Class of steam locomotive

The Great Western Railway (GWR) 6800 Class or Grange Class is a mixed-traffic class of 4-6-0 steam locomotive, built to replace the GWR 4300 Class 2-6-0. There were 80 originally built in the class, all built at the Swindon works, using some reconditioned parts from withdrawn 4300 Class locomotives. The 81st Grange, 6880 Betton Grange, was completed in 2024 as new member of the class.

==Background==
The GWR locomotive standardisation policy pursued by George Jackson Churchward envisaged a range of locomotive classes which would be suitable for the majority of duties, and yet which would share a small number of standard components. Among the designs suggested in 1901 was a 4-6-0 with 5 ft 8 in diameter driving wheels and the Standard No. 1 boiler. Although planned in 1901, none were built during Churchward's lifetime. C.B. Collett, (Churchward's successor at Swindon Works) rather introduced the Hall class with 6 ft diameter driving wheels.

* Task instructions *
1. According to the Grange Class passage, how many locomotives were originally built in the class?
2. Render this sentence from the Grange Class passage in German: "Although planned in 1901, none were built during Churchward's lifetime."
3. From the Grange Class passage, pull out the stretch that begins at the words "Class of steam" and stop after "of the class.".

Stored data entries:

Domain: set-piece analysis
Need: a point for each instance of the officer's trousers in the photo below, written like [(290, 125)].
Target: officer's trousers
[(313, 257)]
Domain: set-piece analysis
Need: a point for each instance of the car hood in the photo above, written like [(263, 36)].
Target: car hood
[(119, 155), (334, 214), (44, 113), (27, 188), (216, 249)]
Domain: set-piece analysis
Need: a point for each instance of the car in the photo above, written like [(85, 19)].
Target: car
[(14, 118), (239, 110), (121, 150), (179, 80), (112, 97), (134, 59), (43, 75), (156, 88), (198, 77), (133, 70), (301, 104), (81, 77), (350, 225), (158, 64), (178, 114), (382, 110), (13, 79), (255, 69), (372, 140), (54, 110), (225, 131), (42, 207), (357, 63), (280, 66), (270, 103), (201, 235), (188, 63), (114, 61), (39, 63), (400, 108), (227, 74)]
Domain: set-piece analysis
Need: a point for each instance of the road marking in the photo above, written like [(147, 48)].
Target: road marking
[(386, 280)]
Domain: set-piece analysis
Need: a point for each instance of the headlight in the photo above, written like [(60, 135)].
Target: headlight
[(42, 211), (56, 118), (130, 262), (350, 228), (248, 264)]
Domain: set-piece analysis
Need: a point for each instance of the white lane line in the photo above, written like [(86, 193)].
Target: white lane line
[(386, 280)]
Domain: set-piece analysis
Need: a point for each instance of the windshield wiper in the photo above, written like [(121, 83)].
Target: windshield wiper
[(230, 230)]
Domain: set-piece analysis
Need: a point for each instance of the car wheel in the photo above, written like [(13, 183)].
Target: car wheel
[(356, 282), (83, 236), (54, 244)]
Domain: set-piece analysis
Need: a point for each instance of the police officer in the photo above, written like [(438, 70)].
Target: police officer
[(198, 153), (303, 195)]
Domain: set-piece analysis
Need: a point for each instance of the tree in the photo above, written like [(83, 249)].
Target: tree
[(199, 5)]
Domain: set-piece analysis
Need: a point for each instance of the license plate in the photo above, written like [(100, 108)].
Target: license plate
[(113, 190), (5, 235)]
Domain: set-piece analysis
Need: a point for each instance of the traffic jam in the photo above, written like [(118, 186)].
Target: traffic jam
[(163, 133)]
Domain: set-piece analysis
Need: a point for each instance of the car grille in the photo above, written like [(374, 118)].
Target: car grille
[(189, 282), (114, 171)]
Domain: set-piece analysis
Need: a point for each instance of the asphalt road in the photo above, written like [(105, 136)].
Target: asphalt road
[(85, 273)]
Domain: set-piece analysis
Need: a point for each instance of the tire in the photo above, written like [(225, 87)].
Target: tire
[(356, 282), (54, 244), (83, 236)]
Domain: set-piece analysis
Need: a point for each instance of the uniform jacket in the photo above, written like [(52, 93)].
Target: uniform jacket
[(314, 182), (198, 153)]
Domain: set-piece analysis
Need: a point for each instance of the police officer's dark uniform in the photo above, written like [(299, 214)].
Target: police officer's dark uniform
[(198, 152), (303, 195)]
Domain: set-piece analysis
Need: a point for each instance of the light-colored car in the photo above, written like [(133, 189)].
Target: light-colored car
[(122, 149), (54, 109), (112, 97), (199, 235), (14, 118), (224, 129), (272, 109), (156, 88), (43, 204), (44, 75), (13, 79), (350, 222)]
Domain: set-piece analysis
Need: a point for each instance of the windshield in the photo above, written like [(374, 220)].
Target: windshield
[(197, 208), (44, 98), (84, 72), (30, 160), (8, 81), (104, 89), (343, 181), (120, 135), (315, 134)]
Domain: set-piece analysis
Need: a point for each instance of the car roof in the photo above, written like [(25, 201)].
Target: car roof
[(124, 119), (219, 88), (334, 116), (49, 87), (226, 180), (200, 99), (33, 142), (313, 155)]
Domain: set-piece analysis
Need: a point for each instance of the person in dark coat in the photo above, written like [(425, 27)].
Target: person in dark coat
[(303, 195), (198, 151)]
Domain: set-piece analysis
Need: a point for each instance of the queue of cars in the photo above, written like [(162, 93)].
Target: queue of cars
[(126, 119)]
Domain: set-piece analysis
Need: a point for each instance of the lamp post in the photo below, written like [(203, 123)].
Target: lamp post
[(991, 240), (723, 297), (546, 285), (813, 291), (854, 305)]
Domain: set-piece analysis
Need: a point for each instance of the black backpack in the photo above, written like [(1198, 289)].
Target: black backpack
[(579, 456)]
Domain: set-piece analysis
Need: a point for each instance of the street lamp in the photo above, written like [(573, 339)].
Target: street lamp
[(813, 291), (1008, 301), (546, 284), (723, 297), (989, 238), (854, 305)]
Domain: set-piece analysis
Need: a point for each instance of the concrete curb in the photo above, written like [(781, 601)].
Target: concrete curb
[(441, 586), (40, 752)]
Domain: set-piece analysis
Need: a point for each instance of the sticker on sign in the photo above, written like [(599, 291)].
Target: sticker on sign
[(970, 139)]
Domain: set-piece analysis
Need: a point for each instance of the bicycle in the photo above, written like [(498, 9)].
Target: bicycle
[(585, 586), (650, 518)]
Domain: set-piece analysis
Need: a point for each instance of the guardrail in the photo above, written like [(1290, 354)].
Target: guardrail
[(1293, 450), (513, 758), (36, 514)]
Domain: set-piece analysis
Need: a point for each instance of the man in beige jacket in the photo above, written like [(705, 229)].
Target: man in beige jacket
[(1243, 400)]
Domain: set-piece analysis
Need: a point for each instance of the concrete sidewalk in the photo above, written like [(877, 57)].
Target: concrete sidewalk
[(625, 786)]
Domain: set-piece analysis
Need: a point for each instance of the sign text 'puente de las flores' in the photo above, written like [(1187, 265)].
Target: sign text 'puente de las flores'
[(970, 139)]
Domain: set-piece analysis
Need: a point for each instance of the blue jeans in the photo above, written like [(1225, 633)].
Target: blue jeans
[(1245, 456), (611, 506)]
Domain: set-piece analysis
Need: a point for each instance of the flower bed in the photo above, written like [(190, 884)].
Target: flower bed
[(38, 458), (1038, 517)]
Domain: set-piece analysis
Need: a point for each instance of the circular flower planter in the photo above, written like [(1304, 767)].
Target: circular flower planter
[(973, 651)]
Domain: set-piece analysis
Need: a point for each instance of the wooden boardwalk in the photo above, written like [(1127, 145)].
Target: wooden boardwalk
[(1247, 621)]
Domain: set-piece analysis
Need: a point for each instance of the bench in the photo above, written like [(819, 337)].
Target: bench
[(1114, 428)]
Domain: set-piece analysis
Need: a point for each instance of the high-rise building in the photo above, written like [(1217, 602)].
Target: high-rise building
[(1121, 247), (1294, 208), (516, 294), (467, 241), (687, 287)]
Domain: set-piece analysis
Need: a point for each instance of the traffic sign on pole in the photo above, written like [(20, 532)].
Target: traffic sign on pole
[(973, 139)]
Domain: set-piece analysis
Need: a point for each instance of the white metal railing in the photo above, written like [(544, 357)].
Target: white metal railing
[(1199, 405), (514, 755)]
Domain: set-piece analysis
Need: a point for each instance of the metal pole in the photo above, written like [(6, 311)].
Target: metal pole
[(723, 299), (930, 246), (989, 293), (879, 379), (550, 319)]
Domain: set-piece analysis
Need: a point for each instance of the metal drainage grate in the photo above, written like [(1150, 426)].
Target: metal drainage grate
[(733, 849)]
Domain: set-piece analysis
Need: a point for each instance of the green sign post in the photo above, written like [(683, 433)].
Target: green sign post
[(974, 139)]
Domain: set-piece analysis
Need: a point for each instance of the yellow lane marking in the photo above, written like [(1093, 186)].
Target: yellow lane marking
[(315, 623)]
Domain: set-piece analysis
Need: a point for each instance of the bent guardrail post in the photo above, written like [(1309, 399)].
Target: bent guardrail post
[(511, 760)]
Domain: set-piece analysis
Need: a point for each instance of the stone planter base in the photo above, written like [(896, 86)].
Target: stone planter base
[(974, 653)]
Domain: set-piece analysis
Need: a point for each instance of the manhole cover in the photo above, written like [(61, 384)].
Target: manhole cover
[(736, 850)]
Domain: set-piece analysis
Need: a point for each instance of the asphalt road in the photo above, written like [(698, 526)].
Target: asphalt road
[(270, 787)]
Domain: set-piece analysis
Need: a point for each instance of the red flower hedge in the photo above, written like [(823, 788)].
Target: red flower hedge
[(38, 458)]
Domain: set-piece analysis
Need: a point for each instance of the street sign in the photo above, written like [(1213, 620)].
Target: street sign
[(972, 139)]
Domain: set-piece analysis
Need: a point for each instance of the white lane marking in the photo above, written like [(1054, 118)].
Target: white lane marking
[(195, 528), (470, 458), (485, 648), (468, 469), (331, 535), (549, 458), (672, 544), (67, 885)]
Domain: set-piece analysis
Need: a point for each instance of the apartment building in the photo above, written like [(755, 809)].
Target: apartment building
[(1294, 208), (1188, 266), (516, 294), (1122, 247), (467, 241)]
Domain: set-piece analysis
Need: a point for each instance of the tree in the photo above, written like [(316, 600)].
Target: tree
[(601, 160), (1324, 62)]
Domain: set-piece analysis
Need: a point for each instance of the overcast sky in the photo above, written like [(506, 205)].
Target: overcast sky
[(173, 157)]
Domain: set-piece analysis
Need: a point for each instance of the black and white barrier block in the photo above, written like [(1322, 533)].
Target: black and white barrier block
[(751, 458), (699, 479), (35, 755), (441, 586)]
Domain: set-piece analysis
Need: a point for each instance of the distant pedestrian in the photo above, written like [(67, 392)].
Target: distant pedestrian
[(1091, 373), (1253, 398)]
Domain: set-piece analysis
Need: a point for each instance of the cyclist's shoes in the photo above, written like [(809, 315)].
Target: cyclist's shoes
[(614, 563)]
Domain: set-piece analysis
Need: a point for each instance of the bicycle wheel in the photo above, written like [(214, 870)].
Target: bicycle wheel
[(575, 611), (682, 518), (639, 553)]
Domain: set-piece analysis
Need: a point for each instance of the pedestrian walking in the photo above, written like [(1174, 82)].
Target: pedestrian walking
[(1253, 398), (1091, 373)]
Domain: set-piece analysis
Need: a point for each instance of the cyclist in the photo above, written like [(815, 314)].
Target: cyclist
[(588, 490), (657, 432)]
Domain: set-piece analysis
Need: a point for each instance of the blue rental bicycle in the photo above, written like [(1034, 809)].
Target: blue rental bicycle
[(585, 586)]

* Responses to the exercise *
1. 80 were originally built.

2. Obwohl sie 1901 geplant wurden, wurde zu Churchwards Lebzeiten keine einzige gebaut.

3.
Class of steam locomotive

The Great Western Railway (GWR) 6800 Class or Grange Class is a mixed-traffic class of 4-6-0 steam locomotive, built to replace the GWR 4300 Class 2-6-0. There were 80 originally built in the class, all built at the Swindon works, using some reconditioned parts from withdrawn 4300 Class locomotives. The 81st Grange, 6880 Betton Grange, was completed in 2024 as new member of the class.